▶ **Tarea 1**: Enumere las actividades a las que se dedica Patricia según la oración del texto sobre la investigadora de Indear que empieza con "Patricia se dedica a".
▶ **Tarea 2**: En el texto sobre la investigadora de Indear, el párrafo que empieza con "Cuando entren en el mercado laboral" afirma que el doctorado puede incluso jugar en contra. Explique qué razón da ese párrafo.

▶ **Texto del ejercicio**:
####
La esperaba una diversidad de tareas que no sospechaba. Investiga sobre la producción de enzimas, pero también ha participado en los experimentos de producción de queso, se reúne con los interesados en el producto y se vincula con las otras áreas del instituto rosarino. “Eso te abre mucho la cabeza”, dice. Tiene a cargo dos asistentes: una manager, Brenda Podoroska, y una técnica de laboratorio, Lourdes Denhoff. Patricia se dedica a diseñar proyectos, coordinar las actividades, procesar los resultados y redactar informes y pedidos de financiamiento. Un trabajo muy cambiante y ágil.
“Dejé los frascos hace tiempo”, desliza, pero le gusta el contacto directo con el laboratorio. Le cuesta encontrar el equilibrio entre la curiosidad de los nuevos interrogantes que surgen durante un proyecto y los tiempos de la empresa, admite.
Pero el proyecto de Indear es para ella más que motivador. Bioceres, accionista mayoritario del instituto, bien podría convertirse en una empresa de alta tecnología del agro tan importante como los grandes players internacionales.
“Cuando entren en el mercado laboral -aconseja la investigadora-los jóvenes científicos deberían pensar en qué ámbitos podrían aplicar sus conocimientos. El doctorado no es necesariamente la mejor opción. A veces puede incluso jugar en contra”, dice. “Hay pocas empresas de biotecnología en el país y tampoco tienen muchos puestos de trabajo para personal tan calificado”, advierte. A modo de ejemplo, Indear emplea a cincuenta personas, entre las cuales hay catorce doctores, pero sólo cinco líderes de área con un nivel académico equivalente al de Patricia dedicados a investigación y desarrollo.
“A los doctores les puede resultar más difícil insertarse en el mercado laboral”, constató Patricia. ”Antes de decidirse a hacer un doctorado, hay que reflexionarlo bien. Doce años de estudios entre el grado y el doctorado es mucho tiempo y luego cuesta insertarse. Al mismo tiempo, faltan técnicos ingenieros y personas que tengan una formación multidisciplinaria. Por otro lado, el doctorado te da muchas herramientas, útiles más allá del ámbito académico. Esto quizás sea difícil de entender para quién no sabe la diversidad de tareas que hace un científico y de allí que no vea las ventajas de contratar uno”, subraya.
####
(Entradas tomadas de una colección)

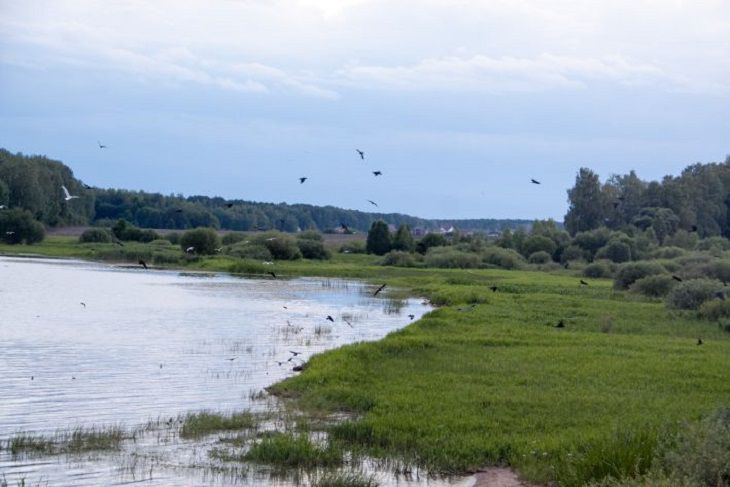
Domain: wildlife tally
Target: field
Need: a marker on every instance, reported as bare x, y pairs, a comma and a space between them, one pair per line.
490, 378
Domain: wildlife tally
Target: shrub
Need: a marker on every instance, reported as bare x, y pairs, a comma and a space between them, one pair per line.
668, 253
430, 240
630, 272
202, 240
691, 294
540, 257
313, 249
615, 251
448, 258
353, 247
715, 310
656, 286
598, 269
232, 238
378, 241
96, 235
503, 258
399, 259
19, 226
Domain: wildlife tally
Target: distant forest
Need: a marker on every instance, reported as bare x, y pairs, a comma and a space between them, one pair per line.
34, 183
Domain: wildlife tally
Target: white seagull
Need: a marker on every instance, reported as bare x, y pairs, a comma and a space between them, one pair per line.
68, 195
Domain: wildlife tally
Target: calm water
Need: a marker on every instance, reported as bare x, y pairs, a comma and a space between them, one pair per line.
146, 345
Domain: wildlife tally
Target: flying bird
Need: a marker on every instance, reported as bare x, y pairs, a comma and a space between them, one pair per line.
68, 195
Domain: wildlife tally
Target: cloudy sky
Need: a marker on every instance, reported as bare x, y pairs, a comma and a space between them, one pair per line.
459, 103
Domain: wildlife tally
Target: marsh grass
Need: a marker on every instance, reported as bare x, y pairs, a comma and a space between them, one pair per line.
196, 425
79, 440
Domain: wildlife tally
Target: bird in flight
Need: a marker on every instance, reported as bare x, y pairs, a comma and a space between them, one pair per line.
67, 195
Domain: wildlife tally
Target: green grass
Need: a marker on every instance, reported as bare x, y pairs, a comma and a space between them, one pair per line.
79, 440
204, 423
496, 383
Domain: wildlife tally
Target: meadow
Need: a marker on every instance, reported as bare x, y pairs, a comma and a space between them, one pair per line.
564, 382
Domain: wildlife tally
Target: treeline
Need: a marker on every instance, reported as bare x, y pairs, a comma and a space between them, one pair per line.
698, 200
34, 183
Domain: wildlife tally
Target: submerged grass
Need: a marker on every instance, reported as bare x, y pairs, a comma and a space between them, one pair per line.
204, 423
488, 378
79, 440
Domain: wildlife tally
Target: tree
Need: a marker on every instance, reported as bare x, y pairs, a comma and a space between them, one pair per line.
19, 226
378, 241
202, 241
586, 210
403, 239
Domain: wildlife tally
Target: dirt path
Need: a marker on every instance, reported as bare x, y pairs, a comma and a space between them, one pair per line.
497, 477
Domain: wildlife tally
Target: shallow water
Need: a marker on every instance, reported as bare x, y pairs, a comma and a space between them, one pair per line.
85, 344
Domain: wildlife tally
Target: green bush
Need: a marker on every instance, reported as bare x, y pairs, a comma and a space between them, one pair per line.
502, 258
313, 249
715, 309
399, 259
656, 286
19, 226
615, 251
598, 269
96, 235
630, 272
353, 247
232, 238
540, 257
448, 258
691, 294
202, 240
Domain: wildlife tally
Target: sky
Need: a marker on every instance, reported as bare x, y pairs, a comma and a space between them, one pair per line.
459, 103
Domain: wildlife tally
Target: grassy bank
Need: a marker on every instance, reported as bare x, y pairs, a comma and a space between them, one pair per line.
488, 378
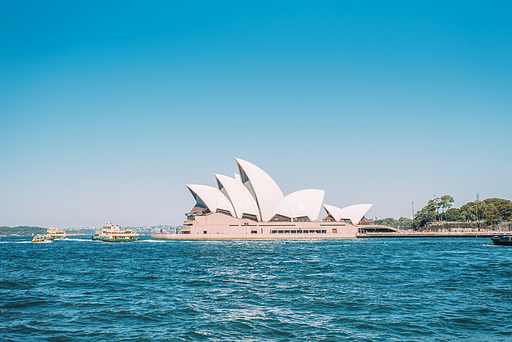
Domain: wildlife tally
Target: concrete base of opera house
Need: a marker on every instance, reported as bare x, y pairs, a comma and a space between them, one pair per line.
218, 226
248, 236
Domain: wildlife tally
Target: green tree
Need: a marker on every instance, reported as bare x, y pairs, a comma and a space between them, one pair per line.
445, 203
427, 214
505, 210
492, 215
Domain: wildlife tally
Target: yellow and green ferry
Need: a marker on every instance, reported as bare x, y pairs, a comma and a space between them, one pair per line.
54, 233
112, 233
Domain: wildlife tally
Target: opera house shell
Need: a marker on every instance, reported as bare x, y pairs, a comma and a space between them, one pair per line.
251, 205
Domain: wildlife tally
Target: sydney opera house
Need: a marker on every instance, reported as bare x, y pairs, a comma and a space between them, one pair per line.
251, 205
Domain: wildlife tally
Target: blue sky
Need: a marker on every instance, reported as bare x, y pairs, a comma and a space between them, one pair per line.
108, 109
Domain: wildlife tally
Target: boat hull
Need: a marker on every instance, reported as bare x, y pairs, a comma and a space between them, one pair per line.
96, 238
502, 240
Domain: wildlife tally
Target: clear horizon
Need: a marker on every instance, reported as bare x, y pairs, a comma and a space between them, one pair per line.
107, 110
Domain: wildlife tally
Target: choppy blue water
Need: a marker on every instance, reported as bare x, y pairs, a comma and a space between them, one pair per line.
319, 290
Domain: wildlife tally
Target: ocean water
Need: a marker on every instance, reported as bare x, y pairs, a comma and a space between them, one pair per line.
314, 290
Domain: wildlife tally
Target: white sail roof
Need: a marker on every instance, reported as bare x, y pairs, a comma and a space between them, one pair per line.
211, 197
238, 195
265, 191
354, 212
309, 200
289, 209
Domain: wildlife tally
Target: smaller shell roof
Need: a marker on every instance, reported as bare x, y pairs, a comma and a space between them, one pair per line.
309, 200
238, 195
354, 212
211, 197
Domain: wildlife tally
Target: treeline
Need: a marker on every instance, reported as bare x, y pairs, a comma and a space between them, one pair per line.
403, 223
22, 230
490, 211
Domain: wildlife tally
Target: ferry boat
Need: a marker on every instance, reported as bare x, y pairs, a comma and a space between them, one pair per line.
112, 233
502, 240
41, 239
56, 233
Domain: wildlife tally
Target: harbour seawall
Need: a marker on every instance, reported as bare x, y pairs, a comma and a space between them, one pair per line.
250, 236
484, 234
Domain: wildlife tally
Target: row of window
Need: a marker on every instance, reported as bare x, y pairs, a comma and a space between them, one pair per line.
300, 231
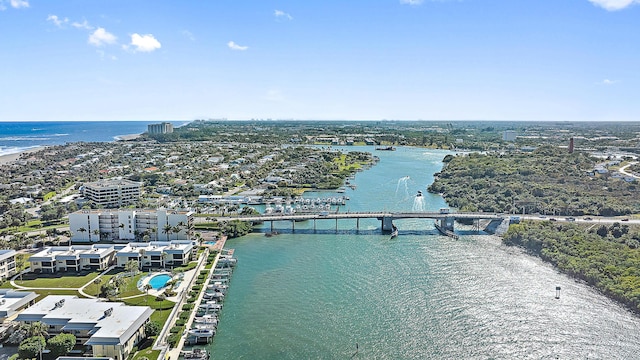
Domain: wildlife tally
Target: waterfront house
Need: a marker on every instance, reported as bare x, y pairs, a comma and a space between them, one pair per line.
128, 224
156, 254
12, 301
52, 259
110, 329
7, 263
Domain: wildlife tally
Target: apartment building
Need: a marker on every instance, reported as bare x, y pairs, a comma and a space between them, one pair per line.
111, 329
7, 263
162, 128
156, 253
130, 225
96, 257
112, 193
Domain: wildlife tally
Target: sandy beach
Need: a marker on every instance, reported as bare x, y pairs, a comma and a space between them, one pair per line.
8, 158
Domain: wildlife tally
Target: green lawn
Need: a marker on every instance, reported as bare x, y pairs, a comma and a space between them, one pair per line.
44, 293
93, 289
58, 280
147, 353
130, 287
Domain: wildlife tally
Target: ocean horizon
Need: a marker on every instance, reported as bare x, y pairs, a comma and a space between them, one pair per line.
####
▶ **Respuesta 1**: Diseñar proyectos; coordinar las actividades; procesar los resultados; redactar informes y pedidos de financiamiento.

▶ **Respuesta 2**: Según la investigadora, en el país hay pocas empresas de biotecnología, y esas empresas tampoco tienen muchos puestos de trabajo para personal tan calificado. Como ejemplo, Indear emplea a cincuenta personas, entre ellas catorce doctores, pero solo cinco son líderes de área dedicados a investigación y desarrollo con un nivel académico equivalente al de Patricia.